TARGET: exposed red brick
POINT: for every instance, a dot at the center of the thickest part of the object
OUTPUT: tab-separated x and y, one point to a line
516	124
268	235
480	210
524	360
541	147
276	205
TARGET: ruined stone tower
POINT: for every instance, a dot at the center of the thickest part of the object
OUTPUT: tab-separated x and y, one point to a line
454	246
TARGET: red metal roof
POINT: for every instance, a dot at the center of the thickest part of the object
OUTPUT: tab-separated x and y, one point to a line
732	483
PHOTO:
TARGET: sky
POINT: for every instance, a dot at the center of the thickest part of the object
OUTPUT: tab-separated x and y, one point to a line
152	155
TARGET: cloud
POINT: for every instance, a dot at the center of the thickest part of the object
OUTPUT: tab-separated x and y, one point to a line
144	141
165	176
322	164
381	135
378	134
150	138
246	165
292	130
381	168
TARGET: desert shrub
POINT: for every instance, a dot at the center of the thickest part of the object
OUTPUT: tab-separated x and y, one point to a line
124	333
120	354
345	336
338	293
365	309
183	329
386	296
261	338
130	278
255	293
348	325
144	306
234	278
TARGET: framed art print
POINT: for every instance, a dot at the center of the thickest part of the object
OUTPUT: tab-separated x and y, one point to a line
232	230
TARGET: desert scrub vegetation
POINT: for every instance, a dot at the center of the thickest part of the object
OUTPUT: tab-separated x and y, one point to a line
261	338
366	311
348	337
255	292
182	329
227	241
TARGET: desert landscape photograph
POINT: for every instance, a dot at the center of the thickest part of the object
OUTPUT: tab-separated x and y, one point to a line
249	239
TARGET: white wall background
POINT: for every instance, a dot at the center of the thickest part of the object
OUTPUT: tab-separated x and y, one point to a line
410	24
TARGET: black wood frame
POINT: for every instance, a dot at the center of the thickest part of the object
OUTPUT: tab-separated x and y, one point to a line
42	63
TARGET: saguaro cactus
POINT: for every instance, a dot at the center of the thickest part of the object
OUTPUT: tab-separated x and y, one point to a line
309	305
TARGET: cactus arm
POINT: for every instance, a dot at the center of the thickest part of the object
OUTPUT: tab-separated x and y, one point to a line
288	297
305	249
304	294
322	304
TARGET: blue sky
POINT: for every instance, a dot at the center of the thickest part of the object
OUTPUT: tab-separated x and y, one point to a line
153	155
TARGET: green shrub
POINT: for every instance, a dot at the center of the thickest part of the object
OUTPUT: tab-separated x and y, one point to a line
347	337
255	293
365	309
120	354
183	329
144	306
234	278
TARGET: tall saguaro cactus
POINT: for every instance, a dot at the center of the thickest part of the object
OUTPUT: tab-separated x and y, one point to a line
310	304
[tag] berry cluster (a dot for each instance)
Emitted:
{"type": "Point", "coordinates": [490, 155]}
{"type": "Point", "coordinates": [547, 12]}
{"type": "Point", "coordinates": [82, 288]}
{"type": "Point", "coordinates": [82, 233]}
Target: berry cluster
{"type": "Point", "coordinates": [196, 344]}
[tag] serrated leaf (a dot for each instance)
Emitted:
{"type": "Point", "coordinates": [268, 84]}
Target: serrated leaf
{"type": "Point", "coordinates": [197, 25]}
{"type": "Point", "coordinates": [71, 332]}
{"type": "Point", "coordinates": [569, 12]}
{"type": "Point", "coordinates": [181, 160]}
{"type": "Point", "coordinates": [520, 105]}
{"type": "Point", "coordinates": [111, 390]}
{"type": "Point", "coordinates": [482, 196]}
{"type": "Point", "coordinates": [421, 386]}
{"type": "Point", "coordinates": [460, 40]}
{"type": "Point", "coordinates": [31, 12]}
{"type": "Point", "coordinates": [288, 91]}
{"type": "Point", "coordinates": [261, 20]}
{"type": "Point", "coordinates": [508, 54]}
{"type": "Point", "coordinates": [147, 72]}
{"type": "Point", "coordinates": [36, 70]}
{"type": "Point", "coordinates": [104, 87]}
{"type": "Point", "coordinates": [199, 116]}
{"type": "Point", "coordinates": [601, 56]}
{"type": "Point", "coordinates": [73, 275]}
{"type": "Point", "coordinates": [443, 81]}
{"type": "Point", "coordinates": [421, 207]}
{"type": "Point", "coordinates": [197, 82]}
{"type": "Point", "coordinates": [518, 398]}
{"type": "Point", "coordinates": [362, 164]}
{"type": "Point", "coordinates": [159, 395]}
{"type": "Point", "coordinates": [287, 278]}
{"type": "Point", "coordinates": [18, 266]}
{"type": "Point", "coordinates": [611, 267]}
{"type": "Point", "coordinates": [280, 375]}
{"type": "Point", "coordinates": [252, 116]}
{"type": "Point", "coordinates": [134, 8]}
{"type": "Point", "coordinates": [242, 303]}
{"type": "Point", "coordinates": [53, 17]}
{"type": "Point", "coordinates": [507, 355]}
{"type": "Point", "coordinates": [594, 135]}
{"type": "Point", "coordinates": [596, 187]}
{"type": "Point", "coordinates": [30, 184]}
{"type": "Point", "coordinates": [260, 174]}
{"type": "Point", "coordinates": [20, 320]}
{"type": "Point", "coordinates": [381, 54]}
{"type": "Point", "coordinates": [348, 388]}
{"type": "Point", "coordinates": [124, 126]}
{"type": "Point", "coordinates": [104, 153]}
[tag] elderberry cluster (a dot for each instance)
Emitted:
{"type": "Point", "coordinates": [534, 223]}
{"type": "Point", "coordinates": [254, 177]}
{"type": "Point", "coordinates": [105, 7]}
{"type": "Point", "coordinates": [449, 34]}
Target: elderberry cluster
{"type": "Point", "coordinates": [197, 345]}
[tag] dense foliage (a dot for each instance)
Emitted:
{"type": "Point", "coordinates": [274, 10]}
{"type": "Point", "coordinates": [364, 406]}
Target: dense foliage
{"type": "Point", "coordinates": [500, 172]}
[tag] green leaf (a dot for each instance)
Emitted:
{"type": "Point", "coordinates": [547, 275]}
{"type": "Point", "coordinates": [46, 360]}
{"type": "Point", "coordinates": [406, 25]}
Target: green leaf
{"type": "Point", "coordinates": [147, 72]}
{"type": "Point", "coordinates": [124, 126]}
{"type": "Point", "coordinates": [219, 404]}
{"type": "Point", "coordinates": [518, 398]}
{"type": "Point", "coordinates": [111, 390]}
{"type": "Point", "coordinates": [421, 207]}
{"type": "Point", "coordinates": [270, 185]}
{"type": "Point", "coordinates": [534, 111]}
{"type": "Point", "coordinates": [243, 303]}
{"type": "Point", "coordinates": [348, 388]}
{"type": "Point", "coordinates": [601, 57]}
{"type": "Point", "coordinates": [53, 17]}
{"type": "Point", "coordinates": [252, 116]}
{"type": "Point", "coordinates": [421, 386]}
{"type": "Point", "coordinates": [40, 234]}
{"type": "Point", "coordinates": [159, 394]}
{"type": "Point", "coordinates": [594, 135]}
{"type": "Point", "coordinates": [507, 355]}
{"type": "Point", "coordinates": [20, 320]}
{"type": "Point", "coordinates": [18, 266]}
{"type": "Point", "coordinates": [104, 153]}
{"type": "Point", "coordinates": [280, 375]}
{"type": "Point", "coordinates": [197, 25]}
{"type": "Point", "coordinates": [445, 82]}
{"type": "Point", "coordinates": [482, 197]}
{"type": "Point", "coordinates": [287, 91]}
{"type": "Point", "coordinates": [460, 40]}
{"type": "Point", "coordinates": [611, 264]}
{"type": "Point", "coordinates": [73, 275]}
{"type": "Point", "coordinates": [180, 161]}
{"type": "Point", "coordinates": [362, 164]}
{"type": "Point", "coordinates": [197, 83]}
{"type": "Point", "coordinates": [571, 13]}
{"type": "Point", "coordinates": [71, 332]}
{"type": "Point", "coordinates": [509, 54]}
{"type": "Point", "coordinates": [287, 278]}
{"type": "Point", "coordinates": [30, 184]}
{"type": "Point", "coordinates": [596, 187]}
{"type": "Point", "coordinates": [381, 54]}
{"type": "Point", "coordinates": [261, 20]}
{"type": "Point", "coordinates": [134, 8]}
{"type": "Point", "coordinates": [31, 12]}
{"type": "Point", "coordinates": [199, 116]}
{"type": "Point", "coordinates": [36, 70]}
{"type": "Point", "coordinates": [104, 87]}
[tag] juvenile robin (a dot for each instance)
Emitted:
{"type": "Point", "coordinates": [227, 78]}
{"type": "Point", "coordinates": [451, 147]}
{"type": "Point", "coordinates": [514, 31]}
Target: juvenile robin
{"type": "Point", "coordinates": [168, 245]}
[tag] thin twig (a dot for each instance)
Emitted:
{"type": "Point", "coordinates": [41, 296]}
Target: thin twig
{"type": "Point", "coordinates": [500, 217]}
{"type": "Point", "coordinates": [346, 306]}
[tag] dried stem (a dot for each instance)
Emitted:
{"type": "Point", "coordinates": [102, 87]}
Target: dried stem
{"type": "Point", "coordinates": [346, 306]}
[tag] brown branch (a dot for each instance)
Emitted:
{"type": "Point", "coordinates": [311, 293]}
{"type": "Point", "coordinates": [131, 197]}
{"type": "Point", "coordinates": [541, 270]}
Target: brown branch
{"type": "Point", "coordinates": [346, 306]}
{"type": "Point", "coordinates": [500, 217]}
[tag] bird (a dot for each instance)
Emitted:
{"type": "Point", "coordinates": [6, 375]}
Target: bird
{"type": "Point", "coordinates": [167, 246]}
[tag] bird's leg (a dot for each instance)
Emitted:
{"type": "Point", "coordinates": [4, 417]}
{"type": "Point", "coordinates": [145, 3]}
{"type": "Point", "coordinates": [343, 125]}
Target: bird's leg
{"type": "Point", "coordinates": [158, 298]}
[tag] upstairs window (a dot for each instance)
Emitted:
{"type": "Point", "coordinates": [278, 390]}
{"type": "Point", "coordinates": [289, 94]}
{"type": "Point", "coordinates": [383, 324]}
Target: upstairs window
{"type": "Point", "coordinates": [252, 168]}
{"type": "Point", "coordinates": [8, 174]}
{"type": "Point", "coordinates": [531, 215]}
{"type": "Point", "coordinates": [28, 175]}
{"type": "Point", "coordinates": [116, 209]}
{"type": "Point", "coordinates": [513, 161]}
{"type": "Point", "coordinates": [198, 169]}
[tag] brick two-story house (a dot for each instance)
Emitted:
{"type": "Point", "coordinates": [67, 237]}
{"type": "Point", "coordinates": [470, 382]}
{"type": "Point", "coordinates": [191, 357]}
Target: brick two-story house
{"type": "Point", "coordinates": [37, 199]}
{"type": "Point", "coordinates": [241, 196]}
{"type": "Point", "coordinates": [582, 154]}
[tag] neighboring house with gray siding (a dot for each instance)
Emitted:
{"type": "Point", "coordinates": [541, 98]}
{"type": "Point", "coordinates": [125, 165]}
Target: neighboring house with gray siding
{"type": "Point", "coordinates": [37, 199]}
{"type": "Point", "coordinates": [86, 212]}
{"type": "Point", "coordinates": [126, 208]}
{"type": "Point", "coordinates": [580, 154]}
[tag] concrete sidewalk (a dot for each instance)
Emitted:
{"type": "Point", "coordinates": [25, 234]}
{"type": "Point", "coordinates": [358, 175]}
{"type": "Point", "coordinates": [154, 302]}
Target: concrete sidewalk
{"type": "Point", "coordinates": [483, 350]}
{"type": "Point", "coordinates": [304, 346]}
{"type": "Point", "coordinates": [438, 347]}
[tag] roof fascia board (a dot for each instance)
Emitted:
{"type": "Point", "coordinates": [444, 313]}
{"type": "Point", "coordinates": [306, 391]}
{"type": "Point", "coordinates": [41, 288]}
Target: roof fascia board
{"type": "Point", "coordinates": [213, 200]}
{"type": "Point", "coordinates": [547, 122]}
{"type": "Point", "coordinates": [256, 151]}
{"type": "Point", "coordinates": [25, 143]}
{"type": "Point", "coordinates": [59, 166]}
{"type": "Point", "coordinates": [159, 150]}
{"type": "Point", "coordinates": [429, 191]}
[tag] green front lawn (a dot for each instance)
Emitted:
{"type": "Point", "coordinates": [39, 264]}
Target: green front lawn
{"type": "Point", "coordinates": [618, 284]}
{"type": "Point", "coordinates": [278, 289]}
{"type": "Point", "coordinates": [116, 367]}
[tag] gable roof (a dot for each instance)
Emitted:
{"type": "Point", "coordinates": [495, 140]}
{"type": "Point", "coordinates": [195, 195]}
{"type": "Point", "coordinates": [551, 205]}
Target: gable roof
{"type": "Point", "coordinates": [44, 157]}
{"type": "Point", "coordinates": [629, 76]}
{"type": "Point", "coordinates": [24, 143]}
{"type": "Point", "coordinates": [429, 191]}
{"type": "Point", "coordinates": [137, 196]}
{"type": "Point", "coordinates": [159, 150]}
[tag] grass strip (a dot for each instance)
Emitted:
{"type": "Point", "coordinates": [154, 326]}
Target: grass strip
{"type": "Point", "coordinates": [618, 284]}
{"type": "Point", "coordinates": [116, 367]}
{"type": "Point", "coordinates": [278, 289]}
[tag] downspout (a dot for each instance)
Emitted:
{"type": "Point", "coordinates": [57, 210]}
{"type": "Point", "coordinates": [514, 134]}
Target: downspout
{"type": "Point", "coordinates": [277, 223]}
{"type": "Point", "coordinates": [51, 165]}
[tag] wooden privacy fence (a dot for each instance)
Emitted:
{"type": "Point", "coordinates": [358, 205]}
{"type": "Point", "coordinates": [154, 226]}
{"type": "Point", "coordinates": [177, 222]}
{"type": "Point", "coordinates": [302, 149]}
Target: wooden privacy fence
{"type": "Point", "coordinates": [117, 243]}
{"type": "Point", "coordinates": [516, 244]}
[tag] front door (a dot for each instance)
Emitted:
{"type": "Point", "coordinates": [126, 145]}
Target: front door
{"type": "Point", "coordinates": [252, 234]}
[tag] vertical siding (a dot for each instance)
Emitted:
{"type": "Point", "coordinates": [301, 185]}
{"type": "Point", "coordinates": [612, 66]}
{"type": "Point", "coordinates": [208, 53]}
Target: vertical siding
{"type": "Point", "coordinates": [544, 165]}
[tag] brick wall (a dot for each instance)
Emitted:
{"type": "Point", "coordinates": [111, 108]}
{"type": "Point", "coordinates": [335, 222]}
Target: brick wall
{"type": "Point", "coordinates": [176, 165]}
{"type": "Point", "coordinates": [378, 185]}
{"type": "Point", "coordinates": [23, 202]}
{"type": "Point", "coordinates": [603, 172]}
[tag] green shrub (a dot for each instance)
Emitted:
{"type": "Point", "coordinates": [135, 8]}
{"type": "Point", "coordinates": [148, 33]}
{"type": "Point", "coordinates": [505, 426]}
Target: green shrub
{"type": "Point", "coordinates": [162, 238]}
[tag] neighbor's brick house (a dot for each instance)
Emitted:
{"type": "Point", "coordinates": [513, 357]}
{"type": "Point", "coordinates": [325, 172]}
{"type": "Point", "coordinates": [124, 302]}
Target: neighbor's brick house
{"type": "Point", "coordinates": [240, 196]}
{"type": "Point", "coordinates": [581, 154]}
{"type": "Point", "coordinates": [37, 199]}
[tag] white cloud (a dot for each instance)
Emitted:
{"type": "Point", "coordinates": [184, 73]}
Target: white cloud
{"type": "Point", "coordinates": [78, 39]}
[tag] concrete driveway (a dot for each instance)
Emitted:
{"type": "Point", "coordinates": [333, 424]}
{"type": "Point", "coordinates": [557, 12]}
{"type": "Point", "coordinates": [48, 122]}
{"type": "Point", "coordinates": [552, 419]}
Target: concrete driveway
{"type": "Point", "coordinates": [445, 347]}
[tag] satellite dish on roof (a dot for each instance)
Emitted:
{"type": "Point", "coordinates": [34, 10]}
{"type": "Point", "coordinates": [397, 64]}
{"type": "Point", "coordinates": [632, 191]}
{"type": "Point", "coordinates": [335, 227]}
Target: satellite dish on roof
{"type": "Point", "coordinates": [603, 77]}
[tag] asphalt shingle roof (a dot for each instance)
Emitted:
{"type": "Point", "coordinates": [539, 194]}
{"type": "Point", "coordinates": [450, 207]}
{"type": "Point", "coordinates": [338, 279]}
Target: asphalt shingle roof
#####
### [AIM OF THE EXERCISE]
Please give only the number of lines in the listing that hold the word "cactus".

### [TASK SOLUTION]
3